◆ **ИСХОДНЫЕ ДАННЫЕ**:
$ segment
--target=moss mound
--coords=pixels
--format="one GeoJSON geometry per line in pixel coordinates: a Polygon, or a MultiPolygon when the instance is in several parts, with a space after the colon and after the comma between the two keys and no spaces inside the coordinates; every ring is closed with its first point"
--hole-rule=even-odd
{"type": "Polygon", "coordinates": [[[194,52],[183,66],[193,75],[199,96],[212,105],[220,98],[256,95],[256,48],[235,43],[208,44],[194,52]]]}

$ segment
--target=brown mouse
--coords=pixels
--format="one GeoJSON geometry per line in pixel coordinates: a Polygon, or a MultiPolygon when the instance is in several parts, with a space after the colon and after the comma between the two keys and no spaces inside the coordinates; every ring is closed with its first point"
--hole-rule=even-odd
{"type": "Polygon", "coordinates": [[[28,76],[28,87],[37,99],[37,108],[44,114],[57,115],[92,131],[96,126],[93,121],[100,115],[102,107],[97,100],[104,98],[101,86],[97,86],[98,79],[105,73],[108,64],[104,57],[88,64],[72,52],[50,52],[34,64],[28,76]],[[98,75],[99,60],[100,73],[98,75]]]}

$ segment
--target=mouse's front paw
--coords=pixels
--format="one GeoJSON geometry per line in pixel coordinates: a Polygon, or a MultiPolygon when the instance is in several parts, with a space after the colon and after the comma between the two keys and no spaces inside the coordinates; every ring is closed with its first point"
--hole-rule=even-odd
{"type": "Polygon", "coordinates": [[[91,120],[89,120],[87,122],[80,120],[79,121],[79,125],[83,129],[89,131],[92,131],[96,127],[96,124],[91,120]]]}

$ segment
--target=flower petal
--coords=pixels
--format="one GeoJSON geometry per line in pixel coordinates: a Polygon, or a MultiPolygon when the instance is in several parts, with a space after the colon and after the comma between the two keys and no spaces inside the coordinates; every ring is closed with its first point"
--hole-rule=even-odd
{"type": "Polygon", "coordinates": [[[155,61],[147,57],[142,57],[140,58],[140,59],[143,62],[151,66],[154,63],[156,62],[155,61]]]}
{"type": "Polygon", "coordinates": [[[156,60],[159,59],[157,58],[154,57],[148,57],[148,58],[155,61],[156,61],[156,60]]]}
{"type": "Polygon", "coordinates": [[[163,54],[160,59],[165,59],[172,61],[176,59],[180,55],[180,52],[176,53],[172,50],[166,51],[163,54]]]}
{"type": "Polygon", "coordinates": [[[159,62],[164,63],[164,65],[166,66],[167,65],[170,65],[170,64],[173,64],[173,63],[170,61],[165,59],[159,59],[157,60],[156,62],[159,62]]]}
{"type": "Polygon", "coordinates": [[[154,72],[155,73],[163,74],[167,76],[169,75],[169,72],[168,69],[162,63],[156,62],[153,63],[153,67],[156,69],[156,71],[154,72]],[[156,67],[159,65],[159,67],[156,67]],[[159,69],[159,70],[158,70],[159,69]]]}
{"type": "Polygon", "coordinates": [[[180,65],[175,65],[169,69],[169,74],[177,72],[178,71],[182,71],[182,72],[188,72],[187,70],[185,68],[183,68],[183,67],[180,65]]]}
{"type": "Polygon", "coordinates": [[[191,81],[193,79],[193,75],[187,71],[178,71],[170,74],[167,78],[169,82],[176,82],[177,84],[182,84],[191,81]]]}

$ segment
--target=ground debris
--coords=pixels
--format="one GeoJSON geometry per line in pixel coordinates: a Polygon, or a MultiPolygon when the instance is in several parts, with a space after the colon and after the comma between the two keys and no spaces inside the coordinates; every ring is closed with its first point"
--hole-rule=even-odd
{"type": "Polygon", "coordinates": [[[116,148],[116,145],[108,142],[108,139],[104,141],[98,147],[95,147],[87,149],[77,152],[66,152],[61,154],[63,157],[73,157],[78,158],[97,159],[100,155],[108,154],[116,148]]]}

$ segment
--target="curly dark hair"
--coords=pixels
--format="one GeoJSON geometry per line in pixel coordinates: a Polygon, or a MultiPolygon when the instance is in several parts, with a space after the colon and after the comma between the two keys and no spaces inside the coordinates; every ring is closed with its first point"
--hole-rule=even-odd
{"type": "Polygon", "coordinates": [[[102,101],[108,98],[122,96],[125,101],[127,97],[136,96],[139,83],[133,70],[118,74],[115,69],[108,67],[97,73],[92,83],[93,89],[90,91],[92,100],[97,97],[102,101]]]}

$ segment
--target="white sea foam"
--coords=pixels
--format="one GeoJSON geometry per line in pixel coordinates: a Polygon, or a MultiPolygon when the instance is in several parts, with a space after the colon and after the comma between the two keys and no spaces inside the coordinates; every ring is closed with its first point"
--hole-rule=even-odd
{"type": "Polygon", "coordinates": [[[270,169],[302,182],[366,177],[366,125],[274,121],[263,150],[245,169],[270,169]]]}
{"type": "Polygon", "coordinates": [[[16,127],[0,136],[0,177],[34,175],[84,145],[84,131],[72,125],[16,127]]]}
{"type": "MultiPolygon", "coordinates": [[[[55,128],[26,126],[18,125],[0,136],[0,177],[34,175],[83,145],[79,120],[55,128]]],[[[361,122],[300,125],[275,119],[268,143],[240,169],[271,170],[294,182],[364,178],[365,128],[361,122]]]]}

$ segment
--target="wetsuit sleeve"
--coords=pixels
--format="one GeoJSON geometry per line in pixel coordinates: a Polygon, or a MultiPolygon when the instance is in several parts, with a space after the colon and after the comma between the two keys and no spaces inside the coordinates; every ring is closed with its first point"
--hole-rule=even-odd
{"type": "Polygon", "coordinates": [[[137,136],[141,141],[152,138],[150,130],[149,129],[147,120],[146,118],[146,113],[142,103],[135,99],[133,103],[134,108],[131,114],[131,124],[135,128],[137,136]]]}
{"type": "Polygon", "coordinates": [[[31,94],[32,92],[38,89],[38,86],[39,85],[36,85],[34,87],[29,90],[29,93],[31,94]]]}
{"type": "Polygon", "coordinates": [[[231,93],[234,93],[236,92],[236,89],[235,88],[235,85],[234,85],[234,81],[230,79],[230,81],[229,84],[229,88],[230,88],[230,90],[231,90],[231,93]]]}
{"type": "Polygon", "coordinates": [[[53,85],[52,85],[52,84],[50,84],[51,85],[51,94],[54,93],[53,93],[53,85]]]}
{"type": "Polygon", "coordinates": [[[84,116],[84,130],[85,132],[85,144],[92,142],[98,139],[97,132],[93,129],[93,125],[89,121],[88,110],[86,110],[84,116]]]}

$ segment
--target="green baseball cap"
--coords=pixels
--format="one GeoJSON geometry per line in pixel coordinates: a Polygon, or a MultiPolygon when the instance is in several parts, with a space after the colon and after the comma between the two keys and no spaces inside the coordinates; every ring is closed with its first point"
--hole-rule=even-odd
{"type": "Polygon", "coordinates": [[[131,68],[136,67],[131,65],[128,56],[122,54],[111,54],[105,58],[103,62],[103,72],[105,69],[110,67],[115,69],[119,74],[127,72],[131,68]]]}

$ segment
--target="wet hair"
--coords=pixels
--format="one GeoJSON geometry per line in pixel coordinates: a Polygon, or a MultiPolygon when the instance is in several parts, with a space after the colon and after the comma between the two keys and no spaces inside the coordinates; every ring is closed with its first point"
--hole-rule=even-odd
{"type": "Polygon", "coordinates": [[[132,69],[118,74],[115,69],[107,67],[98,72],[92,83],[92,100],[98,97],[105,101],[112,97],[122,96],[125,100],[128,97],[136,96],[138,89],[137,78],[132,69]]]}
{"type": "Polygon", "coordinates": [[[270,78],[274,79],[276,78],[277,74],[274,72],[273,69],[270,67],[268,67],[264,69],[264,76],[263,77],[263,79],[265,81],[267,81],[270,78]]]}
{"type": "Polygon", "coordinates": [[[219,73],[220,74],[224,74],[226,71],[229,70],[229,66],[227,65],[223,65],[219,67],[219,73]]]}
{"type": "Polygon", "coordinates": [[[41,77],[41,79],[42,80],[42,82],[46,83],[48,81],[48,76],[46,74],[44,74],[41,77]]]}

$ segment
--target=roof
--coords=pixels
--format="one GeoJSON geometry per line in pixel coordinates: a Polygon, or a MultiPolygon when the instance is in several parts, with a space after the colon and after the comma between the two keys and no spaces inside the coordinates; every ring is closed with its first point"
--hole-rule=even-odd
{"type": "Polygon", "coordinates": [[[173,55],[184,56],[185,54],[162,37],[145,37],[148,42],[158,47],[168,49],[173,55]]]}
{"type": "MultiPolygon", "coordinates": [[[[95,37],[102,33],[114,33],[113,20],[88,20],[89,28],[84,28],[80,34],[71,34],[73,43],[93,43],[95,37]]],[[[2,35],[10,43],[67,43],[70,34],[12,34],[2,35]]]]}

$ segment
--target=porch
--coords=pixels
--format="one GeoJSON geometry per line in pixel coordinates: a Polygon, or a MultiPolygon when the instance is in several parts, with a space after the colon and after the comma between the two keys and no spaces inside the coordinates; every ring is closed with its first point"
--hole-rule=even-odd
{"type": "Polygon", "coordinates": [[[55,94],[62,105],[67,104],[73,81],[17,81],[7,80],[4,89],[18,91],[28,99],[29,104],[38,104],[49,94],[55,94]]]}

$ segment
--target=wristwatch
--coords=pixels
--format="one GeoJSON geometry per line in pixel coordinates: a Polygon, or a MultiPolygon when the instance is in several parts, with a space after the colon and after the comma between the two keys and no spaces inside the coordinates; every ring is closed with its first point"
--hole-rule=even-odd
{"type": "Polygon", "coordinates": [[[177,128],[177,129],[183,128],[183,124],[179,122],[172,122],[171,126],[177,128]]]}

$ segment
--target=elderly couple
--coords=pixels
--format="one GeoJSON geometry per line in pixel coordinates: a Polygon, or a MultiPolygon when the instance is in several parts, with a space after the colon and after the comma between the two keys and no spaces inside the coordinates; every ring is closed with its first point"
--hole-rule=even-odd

◆ **ЗАДАНИЕ**:
Пожалуйста, найдите среди строк выше все, в которых встречается слово «hair», и выпишите их полностью.

◆ **ИТОГОВЫЙ РЕЗУЛЬТАТ**:
--target="curly dark hair"
--target="wet hair"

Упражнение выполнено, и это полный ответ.